● PAGE EXCERPT
In your remarks as well as in your conversation with me this last week you emphasized that congregations like ours must be careful not to become complacent in our good work to include others.  I was reminded of Galatians 6:9 “Let us not grow weary in well-doing.”  In my two plus decades of working with congregations on becoming Open & Affirming, Anti-Racist, and Accessible To All I have come to realize that the struggle can be hard and long.  Quite often the result is that folks become very tired and once a statement is written and a vote is taken the leaders want nothing more than to relax, sit back, and enjoy the fruits of their grace and welcome.

You remind us that as natural and understandable as that yearning might be, it is not our calling in Christ.  A moment of rest and renewal is always appropriate, but the forces that would narrow God’s welcome and limit Christ’s grace are always at work, and so must we be.  In the same way we have made this congregation welcoming for this or that child of God, there are others out there who still believe they are not welcome here or there is no advocate for them within the church’s walls.

I am reminded by a frequent phenomenon that happens as I have told my story over and over again.  It is epitomized by a conversation (that I’m sure I’ve told in a sermon before) that Craig and I had while visiting a church in Lynchburg, Virginia many years ago.  We were on what I kiddingly call our “homo promo” tour, talking to the church and ministerial alliance about what it means for a church to welcome into the life and leadership gay, lesbian, bisexual, transgender, intersexed, queer and questioning folks.  After a day of workshops and speeches, Craig and I relaxed with a glass of wine at the home of an elderly member of the congregation who was hosting us.  She had heard our story that day, perhaps a couple of times, and clearly wanted to talk about it.

● EXTRACTED DATA
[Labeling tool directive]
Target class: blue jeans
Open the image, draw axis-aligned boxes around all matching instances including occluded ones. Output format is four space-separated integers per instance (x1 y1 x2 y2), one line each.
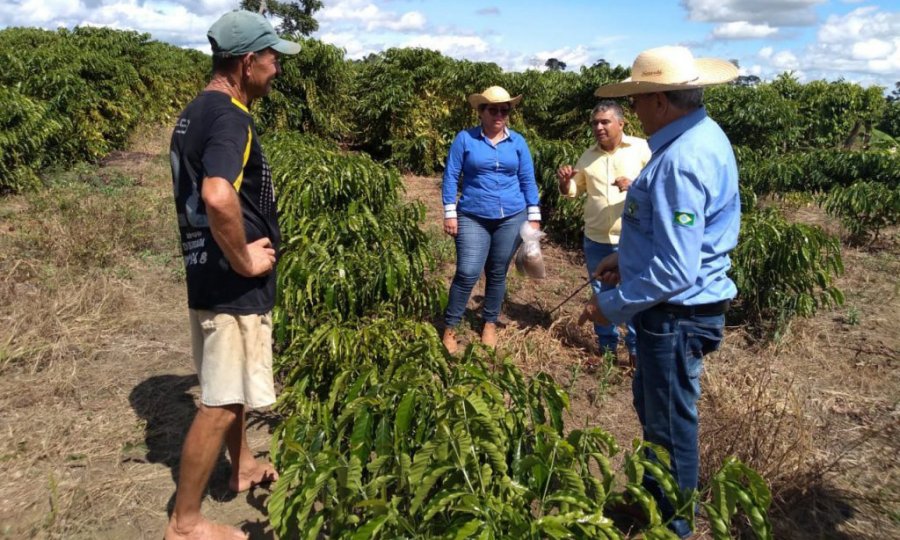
631 308 725 538
584 236 637 354
444 210 527 328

● BRIEF 1
Reproduce the part of the sermon excerpt on church welcome starting with "I am reminded" and going on through "talk about it.".
● BRIEF 2
Carry the sermon excerpt on church welcome forward from its last sentence.

● RESPONSE 1
I am reminded by a frequent phenomenon that happens as I have told my story over and over again.  It is epitomized by a conversation (that I’m sure I’ve told in a sermon before) that Craig and I had while visiting a church in Lynchburg, Virginia many years ago.  We were on what I kiddingly call our “homo promo” tour, talking to the church and ministerial alliance about what it means for a church to welcome into the life and leadership gay, lesbian, bisexual, transgender, intersexed, queer and questioning folks.  After a day of workshops and speeches, Craig and I relaxed with a glass of wine at the home of an elderly member of the congregation who was hosting us.  She had heard our story that day, perhaps a couple of times, and clearly wanted to talk about it.

● RESPONSE 2
We expected she wanted to talk about what it meant for Craig and me to be gay.  We were wrong.  She wanted to talk about what it meant for her to have just had to admit her husband, unwillingly, into an institution after his Alzheimer’s disease had become so pronounced and his behaviors so unpredictable.  Sitting their open-mouthed and heart-heavy, Craig and I realized that our openness about being gay clearly had given this woman permission to talk about this terribly traumatic and what she felt as shameful action on her part.

The church of the future would do well, Jake, to recognize that when the door is open for one person, there are other hungering souls who also want to enter a place of restoration, compassion, healing, and love.  Franklin Circle Christian Church, and congregations like ours, cannot rest on our laurels thinking “what a good church we’ve been” having become Open & Affirming, Anti-Racist, and Accessible To All.  Not only do each one of those commitments demand ongoing attention (we ain’t there yet!), but there are so many other folks who have been hurt by religion or felt excluded from the church.

But if we are open to it, and are honest about it, each time we welcome another child of God to sit at the table with us and our sisters and brothers, our own faith is renewed, our relationship with Jesus grows stronger, our hope in humanity is restored.  We don’t do this important work to save ourselves, but in doing this work we are saved.

Amen.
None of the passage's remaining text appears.